**Excerpt provided**
==================================================

My plan is to have two groups of students to study for a test with and without the aid of the 3D printed heart model respectively. Their test score will be recorded and processed into a graph to be compared.
Another test will be held in six weeks on the same batch of students and scores will be recorded, processed and compared to their previous test scores. The goal is to check whether the 3d heart model will help students to remember what they have learnt.
My question is what type of graphs would be most suitable to analyse these results?"
I’ll assume that we’re comparing 2 different classes of equal size for this problem. I’ll also assume that any other potentially impactful variables of each student (e.g. sex, aptitude, temperament, etc.) are equally distributed between each class. I’ll say that you’ve got 25 students per class.
To note, the suggestion by user standard_error to use block randomization is a very good suggestion. I.e., this prevents all students in class A having the model while all students in class B lack the model. This entire class separation introduces method bias into your set-up that could only be alleviated by repeating this experiment over multiple semesters/years and randomizing which class is A or B. For the purposes of this demonstration, I’m going to assume that block randomization is not feasible (i.e. students would notice if half of their classmates have a model that they don’t get to use). If this is feasible, feel free to reach back out to me, and I can rewrite this script to account for that
df <- data.frame(student_id = c(1:50), #An arbitrary id variable that uniquely identifies each student
heart_model = c(rep("yes", 25), rep("no", 25)), #This variable designates the heart model and essentially designates class A vs. class B
test1_scores = c(rnorm(25, 85, 15), #I'm assuming that heart+ students will have a mean test score of 85 with standard deviation (sd) of 15
rnorm(25, 70, 15)) #I'm assuming that hear- students will have a mean test score of 70 with the same sd
df_cor <- df %>%
mutate(test1_scores = sapply(df$test1_scores, function(x)

==================================================

**Set task**
Print the stretch of the forum excerpt above from "My plan is to" through "to be compared.", character for character.

Stored records:
==================================================

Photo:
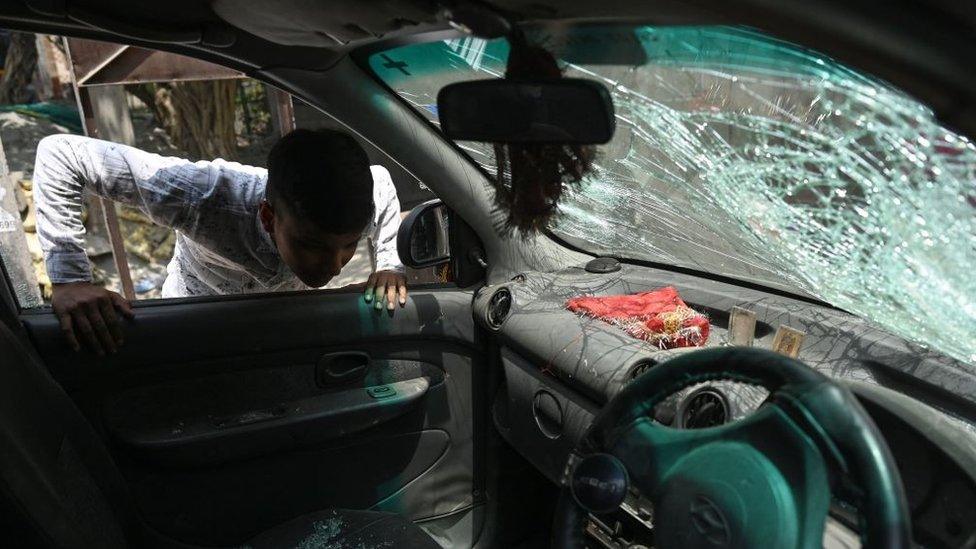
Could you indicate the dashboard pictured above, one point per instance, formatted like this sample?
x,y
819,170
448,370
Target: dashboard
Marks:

==================================================

**The completed task**
My plan is to have two groups of students to study for a test with and without the aid of the 3D printed heart model respectively. Their test score will be recorded and processed into a graph to be compared.